Dapagliflozin was the first drug in a class of therapies that took a new approach to glycemic control in adults with type 2 diabetes (T2D). It is an inhibitor of the sodium glucose cotransporter, resident in the proximal nephron, which is responsible for the recovery of filtered glucose back into circulation. Inhibiting this cotransporter reduces glucose recovery, increases glucose excretion, and reduces hyperglycemia. Here, we review some of the literature relating to the action, efficacy, and clinical use of dapagliflozin.
A Medline search was conducted within date, animal, and language limits, and relevant papers were selected for review. Conference proceedings were reviewed to obtain up-to-date literature on this drug. Clinical trial websites were reviewed for ongoing studies.
On average, treatment with dapagliflozin results in improvement in glycated hemoglobin by 0.50%, fasting plasma glucose by 1 mmol/L, weight by 2 kg, body mass index by 1.1%, and systolic/diastolic blood pressure by 4/2 mmHg over 24–52 weeks. The weight benefit is greater when used in association with sulfonylureas. It is generally well tolerated, but comes with an increased risk of genitourinary and urinary tract infections. In addition, it is associated with reversible changes to renal function that need to be explored. Early reports of an association with cancer also need to be carefully monitored.
☆ ☆ ☆ ☆
▶ _TASK DETAILS_
Reproduce the dapagliflozin text word for word, starting at "Dapagliflozin was the" and ending at "for ongoing studies.". The lines that come next have no role in this exercise.
☆ ☆ ☆ ☆
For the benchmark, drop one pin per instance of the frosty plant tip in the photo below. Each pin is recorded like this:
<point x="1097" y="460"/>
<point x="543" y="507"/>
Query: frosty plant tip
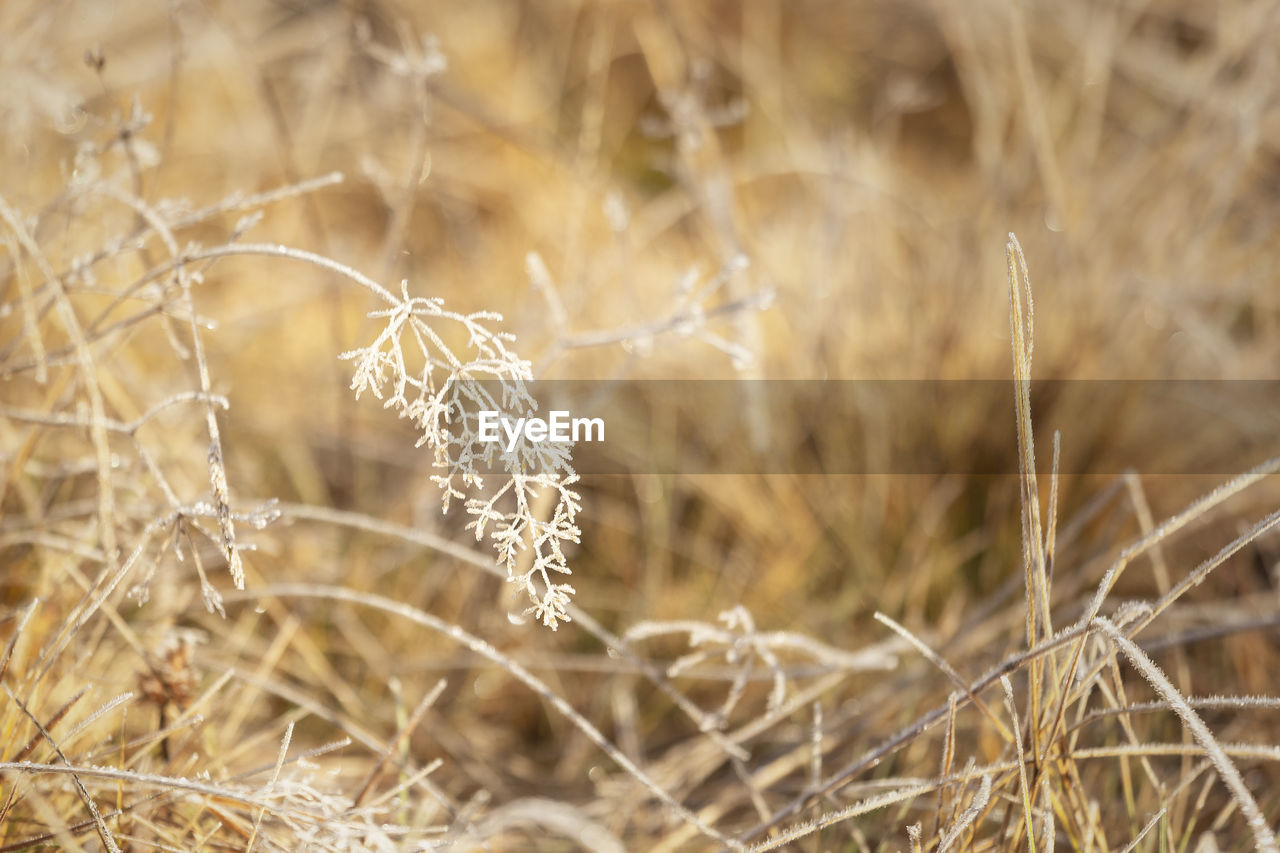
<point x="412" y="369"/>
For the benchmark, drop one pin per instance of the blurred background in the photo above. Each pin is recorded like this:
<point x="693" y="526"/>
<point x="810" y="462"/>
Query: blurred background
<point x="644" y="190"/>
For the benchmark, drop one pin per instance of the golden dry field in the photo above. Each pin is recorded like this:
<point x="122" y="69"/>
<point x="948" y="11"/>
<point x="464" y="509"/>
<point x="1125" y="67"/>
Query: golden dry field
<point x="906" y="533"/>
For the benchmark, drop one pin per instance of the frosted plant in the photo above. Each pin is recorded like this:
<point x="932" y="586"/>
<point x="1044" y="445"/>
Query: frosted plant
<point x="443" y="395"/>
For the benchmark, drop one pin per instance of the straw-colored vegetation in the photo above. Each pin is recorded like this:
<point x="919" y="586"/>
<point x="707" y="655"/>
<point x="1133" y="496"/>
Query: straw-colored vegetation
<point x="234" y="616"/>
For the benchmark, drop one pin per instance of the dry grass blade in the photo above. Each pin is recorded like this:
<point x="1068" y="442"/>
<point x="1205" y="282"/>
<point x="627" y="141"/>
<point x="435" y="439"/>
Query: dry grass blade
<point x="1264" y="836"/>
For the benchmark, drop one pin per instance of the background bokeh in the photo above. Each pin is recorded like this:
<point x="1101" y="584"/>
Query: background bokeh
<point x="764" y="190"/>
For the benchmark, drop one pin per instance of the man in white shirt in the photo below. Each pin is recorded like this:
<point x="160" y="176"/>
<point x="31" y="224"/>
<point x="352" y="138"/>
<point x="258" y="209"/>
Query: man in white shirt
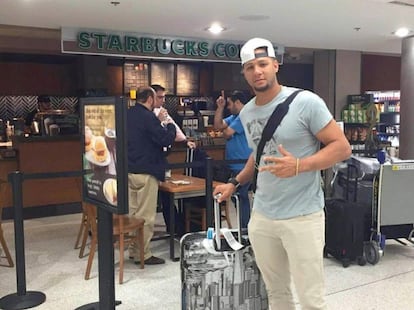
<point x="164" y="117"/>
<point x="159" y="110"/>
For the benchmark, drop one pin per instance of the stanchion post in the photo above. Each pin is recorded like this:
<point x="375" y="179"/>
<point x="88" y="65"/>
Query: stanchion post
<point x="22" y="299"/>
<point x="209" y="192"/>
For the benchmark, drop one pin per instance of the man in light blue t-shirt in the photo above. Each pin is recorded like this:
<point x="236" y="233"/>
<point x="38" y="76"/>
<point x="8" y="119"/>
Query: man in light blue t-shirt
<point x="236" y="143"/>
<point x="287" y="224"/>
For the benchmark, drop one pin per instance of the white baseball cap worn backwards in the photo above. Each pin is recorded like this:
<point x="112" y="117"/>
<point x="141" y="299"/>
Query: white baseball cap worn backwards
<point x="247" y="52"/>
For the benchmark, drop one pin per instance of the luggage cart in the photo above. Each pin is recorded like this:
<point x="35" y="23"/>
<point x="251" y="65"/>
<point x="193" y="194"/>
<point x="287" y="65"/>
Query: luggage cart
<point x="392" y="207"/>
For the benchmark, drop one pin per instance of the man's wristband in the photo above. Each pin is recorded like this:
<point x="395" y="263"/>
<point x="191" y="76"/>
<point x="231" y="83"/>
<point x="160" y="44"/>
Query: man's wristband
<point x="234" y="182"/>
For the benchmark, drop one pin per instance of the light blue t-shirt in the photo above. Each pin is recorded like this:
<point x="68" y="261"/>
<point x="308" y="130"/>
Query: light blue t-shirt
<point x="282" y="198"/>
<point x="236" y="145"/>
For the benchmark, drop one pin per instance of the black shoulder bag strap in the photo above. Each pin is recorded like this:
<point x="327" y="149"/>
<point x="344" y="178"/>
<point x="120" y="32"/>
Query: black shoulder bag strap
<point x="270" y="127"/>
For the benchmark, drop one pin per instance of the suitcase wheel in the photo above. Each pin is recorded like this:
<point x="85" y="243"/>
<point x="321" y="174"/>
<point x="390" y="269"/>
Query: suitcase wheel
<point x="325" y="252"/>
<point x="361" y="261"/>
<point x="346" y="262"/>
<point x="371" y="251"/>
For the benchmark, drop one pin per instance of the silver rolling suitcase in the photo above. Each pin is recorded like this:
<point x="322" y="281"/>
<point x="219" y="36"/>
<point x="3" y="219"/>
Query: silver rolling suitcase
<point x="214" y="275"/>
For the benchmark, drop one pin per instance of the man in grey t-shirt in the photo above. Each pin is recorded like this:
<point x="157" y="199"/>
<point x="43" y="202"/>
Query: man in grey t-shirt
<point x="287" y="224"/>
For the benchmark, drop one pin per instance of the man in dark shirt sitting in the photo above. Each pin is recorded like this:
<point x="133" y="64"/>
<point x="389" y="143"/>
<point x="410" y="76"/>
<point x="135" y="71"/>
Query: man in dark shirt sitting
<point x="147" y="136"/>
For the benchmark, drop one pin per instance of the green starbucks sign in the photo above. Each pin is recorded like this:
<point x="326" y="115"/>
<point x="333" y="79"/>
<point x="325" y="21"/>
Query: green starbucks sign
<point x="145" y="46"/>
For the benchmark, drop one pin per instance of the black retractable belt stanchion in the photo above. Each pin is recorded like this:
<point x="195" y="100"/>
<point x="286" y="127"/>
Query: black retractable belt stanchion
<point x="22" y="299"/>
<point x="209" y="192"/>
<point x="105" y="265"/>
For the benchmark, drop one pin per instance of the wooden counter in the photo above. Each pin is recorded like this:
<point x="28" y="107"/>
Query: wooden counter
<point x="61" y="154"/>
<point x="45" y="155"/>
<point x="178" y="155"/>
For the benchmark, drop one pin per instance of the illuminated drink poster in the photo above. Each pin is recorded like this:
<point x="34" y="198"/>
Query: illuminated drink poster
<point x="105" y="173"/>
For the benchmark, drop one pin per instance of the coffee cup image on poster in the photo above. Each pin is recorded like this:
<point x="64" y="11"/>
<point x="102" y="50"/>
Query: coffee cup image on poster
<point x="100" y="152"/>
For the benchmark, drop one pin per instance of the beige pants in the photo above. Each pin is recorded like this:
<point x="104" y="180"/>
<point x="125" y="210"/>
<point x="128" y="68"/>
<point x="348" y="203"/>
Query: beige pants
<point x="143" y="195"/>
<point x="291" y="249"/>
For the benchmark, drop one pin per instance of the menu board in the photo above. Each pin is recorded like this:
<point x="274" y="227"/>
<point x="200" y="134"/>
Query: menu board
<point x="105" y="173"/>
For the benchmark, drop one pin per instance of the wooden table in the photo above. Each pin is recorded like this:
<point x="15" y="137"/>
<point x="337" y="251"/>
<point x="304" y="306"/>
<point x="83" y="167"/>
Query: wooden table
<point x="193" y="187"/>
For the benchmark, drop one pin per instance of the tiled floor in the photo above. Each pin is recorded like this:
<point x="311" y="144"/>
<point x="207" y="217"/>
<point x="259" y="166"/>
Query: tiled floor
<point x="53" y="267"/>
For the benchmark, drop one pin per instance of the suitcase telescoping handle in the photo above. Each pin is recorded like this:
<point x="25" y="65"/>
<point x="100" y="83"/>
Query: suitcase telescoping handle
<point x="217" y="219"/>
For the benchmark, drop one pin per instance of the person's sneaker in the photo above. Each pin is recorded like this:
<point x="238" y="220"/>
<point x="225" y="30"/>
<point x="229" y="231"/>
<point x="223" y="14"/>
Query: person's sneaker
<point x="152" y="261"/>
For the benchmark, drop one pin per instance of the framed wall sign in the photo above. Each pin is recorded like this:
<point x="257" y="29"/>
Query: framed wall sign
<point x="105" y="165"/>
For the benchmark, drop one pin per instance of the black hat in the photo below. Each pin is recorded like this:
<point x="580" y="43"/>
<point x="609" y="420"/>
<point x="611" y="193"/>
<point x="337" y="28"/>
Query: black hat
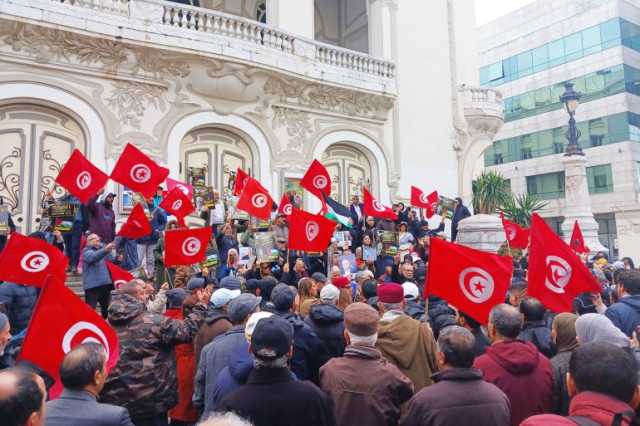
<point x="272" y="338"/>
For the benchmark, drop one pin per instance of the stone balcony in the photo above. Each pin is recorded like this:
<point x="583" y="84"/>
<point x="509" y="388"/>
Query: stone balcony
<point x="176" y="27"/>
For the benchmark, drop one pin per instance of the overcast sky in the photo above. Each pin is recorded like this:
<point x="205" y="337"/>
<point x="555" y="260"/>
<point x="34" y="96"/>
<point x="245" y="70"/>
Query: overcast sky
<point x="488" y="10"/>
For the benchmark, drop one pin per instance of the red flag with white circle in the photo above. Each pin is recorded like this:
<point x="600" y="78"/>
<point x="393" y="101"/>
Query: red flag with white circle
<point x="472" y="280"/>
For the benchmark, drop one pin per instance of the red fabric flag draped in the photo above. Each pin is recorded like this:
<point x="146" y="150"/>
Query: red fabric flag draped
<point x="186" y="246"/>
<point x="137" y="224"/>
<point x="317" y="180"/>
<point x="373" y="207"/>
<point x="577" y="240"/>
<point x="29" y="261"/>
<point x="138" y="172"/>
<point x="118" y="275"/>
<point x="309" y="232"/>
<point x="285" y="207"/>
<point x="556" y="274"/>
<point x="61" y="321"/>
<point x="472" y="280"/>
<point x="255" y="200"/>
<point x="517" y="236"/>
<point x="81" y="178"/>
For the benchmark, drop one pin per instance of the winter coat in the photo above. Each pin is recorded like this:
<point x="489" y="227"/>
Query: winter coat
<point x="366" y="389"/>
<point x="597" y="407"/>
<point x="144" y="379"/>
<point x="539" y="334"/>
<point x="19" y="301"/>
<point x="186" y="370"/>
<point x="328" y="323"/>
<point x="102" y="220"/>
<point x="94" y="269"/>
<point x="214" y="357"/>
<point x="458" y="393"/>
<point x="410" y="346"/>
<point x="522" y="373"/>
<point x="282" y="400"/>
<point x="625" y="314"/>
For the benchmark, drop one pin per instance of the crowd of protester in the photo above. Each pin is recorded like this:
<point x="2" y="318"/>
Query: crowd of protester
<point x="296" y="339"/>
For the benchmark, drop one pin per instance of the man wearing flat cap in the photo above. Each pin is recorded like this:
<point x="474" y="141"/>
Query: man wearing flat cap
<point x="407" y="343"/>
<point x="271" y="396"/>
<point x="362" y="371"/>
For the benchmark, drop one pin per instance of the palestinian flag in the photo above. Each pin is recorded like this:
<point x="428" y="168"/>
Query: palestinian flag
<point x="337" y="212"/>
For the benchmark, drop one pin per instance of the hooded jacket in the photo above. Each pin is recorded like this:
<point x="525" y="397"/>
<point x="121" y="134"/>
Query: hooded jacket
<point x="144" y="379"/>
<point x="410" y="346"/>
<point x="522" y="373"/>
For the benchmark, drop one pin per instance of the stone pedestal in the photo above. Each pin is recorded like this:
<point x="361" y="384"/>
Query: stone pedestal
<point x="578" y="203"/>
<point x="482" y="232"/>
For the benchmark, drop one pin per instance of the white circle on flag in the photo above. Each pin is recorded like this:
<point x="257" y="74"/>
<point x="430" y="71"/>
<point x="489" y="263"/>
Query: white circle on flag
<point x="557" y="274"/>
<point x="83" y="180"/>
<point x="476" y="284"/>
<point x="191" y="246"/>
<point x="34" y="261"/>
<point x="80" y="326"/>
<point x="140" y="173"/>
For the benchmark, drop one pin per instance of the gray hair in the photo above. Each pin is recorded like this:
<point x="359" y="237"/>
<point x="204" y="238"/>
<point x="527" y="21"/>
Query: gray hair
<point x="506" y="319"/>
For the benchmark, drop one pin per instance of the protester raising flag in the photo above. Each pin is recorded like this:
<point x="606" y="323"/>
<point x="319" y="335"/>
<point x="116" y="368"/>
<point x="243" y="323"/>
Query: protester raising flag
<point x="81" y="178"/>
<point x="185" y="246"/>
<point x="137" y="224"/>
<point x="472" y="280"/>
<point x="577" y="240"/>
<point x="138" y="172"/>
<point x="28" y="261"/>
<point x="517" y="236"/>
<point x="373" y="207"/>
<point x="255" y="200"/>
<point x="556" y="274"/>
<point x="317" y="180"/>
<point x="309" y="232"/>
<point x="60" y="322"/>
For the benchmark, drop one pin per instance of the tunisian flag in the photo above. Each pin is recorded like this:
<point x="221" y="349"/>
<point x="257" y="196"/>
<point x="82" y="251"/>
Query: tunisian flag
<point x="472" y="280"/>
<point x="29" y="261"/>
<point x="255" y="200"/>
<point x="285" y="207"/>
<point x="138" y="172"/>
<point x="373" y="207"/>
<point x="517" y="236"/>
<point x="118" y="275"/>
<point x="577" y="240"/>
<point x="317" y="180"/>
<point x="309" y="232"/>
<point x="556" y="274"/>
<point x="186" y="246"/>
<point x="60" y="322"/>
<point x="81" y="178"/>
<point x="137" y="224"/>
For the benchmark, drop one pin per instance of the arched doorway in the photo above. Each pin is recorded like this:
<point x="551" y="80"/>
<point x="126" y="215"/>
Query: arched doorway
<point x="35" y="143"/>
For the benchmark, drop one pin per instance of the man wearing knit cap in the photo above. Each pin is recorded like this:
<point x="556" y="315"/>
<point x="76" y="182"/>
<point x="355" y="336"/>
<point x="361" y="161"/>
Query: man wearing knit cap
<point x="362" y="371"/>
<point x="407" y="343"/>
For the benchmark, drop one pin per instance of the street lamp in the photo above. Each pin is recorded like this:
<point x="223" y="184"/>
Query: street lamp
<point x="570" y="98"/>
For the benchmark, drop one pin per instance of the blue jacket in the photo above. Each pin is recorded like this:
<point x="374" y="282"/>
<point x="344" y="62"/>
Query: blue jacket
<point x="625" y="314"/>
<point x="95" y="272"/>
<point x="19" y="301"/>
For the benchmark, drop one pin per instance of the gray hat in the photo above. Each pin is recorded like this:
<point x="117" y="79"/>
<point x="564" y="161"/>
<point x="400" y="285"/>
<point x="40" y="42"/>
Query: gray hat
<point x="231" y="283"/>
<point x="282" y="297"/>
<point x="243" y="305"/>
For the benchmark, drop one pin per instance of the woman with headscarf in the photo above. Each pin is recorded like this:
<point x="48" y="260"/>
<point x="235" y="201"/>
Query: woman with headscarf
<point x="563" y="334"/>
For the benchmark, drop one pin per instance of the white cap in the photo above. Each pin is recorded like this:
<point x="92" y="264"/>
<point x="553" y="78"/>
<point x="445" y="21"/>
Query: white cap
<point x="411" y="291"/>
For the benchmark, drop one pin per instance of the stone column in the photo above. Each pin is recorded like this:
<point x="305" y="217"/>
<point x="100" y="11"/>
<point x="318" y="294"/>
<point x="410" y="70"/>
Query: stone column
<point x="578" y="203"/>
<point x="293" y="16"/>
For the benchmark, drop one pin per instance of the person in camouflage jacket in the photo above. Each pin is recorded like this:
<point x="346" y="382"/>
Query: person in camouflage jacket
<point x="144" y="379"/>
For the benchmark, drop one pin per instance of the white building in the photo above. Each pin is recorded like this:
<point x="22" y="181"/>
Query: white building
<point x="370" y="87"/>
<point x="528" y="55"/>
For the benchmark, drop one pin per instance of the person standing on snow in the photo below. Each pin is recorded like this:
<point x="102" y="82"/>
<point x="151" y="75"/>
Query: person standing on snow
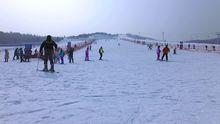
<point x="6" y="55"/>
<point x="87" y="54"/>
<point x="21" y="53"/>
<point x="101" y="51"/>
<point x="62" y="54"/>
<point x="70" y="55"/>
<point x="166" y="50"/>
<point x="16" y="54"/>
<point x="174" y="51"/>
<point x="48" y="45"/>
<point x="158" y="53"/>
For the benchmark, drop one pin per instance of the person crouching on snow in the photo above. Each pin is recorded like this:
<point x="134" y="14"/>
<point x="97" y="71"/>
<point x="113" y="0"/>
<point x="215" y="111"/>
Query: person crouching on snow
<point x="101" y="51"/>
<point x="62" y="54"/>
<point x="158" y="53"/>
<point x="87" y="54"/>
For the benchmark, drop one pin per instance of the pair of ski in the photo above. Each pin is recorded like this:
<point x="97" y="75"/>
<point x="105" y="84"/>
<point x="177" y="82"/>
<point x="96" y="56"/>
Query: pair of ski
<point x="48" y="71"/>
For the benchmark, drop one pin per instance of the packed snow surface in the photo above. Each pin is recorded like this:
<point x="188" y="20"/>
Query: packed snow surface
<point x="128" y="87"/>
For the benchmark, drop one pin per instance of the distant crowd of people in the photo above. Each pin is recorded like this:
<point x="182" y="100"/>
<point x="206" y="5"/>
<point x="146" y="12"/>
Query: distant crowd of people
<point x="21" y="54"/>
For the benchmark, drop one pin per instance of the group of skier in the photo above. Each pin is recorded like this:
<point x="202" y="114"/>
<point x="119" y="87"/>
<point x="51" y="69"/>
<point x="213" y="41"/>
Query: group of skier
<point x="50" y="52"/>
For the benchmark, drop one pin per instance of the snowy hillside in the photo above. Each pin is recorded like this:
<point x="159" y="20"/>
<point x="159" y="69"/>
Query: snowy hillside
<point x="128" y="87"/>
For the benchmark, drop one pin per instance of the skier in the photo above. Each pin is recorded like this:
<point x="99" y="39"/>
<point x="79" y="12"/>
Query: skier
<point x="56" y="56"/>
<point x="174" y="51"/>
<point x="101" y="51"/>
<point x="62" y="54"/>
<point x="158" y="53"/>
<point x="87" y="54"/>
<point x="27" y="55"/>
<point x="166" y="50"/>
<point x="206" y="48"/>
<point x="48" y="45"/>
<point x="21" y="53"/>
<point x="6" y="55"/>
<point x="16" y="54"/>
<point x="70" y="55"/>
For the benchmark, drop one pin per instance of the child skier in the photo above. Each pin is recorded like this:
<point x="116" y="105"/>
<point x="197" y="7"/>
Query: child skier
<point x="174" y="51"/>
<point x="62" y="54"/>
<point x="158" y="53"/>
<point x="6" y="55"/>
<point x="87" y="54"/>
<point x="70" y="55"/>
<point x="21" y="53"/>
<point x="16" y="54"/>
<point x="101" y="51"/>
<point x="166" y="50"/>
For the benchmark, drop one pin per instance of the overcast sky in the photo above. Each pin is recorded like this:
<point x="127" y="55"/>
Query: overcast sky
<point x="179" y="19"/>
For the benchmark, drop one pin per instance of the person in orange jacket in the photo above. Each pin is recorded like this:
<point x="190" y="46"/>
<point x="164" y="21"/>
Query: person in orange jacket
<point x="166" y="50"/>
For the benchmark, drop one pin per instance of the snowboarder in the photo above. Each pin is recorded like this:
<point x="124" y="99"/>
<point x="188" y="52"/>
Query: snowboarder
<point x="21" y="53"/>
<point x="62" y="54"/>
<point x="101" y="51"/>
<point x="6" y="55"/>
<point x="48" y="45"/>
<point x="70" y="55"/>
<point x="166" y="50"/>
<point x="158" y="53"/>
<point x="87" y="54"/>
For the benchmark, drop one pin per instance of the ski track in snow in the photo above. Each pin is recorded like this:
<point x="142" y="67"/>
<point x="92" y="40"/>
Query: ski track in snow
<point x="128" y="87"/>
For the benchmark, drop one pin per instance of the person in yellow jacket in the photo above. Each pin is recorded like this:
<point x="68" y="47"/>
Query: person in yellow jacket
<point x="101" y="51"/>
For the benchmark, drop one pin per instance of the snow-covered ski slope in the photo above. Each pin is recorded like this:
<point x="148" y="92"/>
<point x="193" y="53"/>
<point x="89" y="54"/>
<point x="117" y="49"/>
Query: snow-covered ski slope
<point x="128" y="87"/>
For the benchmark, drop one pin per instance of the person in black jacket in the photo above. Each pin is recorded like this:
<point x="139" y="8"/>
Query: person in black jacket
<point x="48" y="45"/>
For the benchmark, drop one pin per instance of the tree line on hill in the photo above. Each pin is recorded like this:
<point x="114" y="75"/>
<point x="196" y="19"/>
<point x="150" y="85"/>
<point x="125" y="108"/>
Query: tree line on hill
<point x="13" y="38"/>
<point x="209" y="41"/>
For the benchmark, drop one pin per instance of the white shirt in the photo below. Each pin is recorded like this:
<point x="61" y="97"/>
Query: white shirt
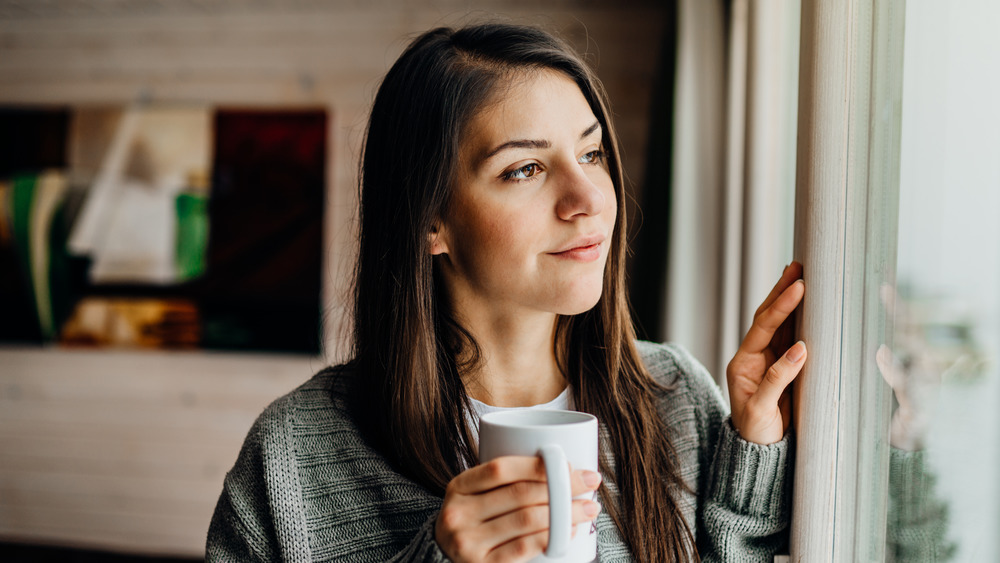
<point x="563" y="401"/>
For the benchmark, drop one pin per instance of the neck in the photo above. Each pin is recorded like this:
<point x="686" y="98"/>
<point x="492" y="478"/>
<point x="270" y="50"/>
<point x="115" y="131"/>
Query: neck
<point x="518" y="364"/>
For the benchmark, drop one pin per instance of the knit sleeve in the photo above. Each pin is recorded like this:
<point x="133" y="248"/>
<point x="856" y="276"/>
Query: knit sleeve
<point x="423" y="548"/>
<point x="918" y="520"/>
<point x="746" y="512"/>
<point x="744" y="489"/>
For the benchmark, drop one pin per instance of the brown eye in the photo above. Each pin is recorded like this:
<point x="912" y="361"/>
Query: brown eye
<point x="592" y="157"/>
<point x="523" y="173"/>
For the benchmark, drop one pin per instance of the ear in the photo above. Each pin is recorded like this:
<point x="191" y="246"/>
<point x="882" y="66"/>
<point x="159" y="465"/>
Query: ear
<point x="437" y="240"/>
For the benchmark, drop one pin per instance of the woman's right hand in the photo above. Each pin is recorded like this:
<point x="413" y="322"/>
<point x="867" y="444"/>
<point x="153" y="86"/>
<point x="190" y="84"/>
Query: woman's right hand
☆ ☆ ☆ ☆
▶ _TASK ANSWER_
Dapagliflozin was the first drug in a class of therapies that took a new approach to glycemic control in adults with type 2 diabetes (T2D). It is an inhibitor of the sodium glucose cotransporter, resident in the proximal nephron, which is responsible for the recovery of filtered glucose back into circulation. Inhibiting this cotransporter reduces glucose recovery, increases glucose excretion, and reduces hyperglycemia. Here, we review some of the literature relating to the action, efficacy, and clinical use of dapagliflozin.
A Medline search was conducted within date, animal, and language limits, and relevant papers were selected for review. Conference proceedings were reviewed to obtain up-to-date literature on this drug. Clinical trial websites were reviewed for ongoing studies.